Selected passage >>
↓↓↓

2/23/20
Today is Sunday. Sabbath.
Today I was an angel.
Along with Bethaney, Rebekah, and Erica (Everette). Especially Erica. Every group needs a translator.
This past week we worked with 3 local translators who are around our age and all pretty cool guys. We met Marco and Daniel a week ago when they joined us for an afternoon of ministry and we met Sebastian when he walked us to a local ESL class to be native English speakers for them.
It turns out Sebastian and Daniel go to the same church. A nifty and awesome church that they invited us to come to this Sunday. So, this morning 7 members of our group did just that. We went to church. It reminded me a lot of churches back home. I understood bits and pieces of the message. Erica sat there and translated for us the entire time. I can’t imagine the effort that took and how tiring it was. But I know the group was grateful and I hope she felt that.
We took an Uber to the church, and then we took an Uber back home. The first ride was uneventful, although Ryan did invite his car’s Uber driver to church and he said he might check it out next week.
And then Erica, Rebekah, Bethaney, and I got in the car with our second Uber driver to go back home.

↑↑↑

Study material >>
↓↓↓

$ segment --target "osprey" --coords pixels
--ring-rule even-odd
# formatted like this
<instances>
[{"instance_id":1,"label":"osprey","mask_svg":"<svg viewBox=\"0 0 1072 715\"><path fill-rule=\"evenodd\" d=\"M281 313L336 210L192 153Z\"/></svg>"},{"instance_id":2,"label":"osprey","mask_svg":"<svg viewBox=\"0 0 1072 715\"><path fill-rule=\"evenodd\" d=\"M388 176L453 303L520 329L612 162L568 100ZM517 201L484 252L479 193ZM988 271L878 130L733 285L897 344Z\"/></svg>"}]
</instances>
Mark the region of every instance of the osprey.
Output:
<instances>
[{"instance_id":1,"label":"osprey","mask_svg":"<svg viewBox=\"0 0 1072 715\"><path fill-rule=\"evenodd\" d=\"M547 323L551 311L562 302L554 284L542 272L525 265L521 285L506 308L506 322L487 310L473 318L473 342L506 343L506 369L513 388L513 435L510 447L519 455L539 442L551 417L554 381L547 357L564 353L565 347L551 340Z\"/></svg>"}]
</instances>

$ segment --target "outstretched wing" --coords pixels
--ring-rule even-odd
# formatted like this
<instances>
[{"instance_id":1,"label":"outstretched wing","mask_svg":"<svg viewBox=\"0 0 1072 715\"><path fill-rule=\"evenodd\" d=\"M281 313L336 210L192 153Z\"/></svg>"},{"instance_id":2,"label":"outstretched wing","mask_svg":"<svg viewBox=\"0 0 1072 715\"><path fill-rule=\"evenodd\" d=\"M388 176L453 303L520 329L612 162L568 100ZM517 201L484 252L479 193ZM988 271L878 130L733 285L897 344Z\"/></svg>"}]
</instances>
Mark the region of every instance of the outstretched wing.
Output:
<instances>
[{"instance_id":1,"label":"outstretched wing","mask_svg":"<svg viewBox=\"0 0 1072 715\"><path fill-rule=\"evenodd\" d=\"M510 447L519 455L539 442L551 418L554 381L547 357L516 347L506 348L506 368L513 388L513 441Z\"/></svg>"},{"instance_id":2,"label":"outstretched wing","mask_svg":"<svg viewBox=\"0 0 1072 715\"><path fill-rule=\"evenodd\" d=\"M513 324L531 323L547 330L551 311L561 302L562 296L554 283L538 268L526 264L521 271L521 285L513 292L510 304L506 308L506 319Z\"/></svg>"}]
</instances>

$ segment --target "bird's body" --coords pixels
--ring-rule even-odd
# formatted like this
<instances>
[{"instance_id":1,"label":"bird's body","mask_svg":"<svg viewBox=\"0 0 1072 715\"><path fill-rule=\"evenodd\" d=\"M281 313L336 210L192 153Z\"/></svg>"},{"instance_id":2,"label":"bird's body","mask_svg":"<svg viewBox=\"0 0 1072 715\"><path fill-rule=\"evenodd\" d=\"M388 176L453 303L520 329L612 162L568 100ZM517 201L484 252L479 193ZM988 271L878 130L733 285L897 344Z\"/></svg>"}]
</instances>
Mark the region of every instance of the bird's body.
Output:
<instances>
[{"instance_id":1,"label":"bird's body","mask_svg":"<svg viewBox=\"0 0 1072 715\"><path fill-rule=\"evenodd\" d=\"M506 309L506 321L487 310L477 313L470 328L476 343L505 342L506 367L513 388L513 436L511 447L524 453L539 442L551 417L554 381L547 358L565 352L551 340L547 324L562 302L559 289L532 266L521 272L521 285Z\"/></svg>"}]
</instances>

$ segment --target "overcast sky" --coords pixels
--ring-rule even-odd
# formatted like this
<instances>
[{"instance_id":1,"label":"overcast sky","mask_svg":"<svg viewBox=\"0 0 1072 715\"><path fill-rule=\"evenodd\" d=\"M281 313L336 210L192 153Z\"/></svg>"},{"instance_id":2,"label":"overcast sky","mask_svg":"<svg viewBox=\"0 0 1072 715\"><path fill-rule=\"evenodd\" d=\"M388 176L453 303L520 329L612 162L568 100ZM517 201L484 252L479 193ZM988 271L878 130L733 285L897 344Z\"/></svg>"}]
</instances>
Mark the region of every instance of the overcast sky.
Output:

↑↑↑

What you need to do >>
[A] Name the three local translators mentioned in the account of the Sunday church visit.
[B] Copy from the account of the Sunday church visit the stretch from "This past week" through "she felt that.".
The entries are separate material and are not part of the account of the Sunday church visit.

Task answers >>
[A] Marco, Daniel, Sebastian

[B]
This past week we worked with 3 local translators who are around our age and all pretty cool guys. We met Marco and Daniel a week ago when they joined us for an afternoon of ministry and we met Sebastian when he walked us to a local ESL class to be native English speakers for them.
It turns out Sebastian and Daniel go to the same church. A nifty and awesome church that they invited us to come to this Sunday. So, this morning 7 members of our group did just that. We went to church. It reminded me a lot of churches back home. I understood bits and pieces of the message. Erica sat there and translated for us the entire time. I can’t imagine the effort that took and how tiring it was. But I know the group was grateful and I hope she felt that.